# PROBLEM DETAILS
Proceed with the passage on the painter Bartolomeo Guidobono, picking up after its final sentence.

Bartolomeo Guidobono (1654–1709) was an Italian painter known for his scenes with angelic looking figures bathing in soft lighting, which show the influence of Correggio. His elegant and graceful style was very popular in Genoa. He is also known as il Prete di Savona (Priest of Savona) or Prete Bartolomeo da Savona (Priest Bartolomeo of Savona).

==Life==
Guidobono was born in Savona as the son of Giovanni Antonio Guidobono, a maiolica painter. His brother Domenico was a decorative fresco painter. Bartolomeo began as a painter of ceramic earthenware with his father, who worked for the royal court of Savoy. He afterwards went to work as a copyist to Parma, Venice, and Genoa.

Guidobono died in Turin on 4 January 1709.

Dataset items:
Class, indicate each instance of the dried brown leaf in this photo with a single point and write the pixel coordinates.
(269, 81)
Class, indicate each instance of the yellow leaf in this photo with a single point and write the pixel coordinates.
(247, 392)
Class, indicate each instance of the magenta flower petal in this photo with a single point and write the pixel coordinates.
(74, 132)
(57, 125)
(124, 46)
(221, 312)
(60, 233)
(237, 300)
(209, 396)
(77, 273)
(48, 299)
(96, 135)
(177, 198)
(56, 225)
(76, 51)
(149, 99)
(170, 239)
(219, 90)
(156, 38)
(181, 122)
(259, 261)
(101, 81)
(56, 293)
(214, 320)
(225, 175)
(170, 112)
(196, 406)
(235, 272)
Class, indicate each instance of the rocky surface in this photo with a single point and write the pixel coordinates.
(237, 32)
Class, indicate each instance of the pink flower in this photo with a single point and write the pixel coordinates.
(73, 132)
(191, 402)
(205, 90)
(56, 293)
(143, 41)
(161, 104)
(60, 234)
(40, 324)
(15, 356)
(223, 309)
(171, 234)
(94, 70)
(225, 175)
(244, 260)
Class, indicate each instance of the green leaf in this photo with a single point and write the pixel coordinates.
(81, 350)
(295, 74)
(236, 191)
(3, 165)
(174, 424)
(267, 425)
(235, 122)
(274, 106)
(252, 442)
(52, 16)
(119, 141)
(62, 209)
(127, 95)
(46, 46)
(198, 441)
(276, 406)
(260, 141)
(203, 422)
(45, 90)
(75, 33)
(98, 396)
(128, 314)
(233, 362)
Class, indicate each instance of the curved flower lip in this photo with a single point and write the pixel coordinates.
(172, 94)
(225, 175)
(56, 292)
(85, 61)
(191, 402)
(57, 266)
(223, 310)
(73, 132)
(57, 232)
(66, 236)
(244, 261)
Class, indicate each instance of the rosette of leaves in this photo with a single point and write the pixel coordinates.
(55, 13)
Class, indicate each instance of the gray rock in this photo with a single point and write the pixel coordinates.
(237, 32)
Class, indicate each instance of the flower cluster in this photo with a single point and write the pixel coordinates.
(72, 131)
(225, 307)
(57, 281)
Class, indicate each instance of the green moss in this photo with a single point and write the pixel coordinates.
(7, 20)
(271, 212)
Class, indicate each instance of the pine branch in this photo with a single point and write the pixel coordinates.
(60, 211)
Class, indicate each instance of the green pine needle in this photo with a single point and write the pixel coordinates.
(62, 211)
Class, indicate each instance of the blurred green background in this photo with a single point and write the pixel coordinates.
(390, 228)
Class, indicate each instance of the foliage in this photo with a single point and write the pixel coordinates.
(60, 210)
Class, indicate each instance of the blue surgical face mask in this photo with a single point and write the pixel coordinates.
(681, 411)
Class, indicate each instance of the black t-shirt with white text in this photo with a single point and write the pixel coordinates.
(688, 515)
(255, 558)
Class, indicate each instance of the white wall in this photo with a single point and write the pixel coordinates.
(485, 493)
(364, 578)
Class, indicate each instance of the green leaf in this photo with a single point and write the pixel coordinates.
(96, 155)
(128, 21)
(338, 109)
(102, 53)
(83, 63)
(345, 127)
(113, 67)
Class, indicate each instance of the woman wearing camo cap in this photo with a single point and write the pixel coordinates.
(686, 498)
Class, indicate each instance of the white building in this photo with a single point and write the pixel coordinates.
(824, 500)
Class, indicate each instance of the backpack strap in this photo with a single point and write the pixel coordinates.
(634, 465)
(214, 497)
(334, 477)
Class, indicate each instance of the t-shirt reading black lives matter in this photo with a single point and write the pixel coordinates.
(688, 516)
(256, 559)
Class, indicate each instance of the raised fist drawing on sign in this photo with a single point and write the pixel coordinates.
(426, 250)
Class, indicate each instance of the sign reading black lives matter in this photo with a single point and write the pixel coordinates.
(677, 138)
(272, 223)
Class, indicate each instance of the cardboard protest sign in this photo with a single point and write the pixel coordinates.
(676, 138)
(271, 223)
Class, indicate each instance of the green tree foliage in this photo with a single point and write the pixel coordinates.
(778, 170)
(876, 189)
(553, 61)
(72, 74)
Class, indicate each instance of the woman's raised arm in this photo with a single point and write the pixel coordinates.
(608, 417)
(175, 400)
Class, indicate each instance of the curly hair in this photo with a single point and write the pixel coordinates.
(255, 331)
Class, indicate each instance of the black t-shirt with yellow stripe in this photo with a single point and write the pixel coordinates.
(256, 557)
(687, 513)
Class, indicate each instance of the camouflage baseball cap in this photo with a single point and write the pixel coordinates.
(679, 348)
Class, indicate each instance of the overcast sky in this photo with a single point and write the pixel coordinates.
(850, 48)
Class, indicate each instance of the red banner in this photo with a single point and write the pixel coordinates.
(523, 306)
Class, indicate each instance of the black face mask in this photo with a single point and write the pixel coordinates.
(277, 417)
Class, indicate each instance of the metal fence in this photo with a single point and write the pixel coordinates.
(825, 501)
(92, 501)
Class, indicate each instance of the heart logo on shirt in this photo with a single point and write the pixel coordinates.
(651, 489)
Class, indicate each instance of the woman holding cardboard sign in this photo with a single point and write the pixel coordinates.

# ANSWER FOR THE TASK
==Work==
He appears to have modeled his style on Northern influences such as Gaudenzio Ferrari and Corregio as well as on Caravaggio.

He was admired for his decoration of ornamental parts, such as flowers, fruits, and animals. He helped fresco the Palazzo Centurioni in Genoa. He painted an Inebriation of Lot and in three other subjects for the Palace Brignole Sale. His brother Domenico (1670–1746) helped paint the Duomo of Turin with a glory of angels.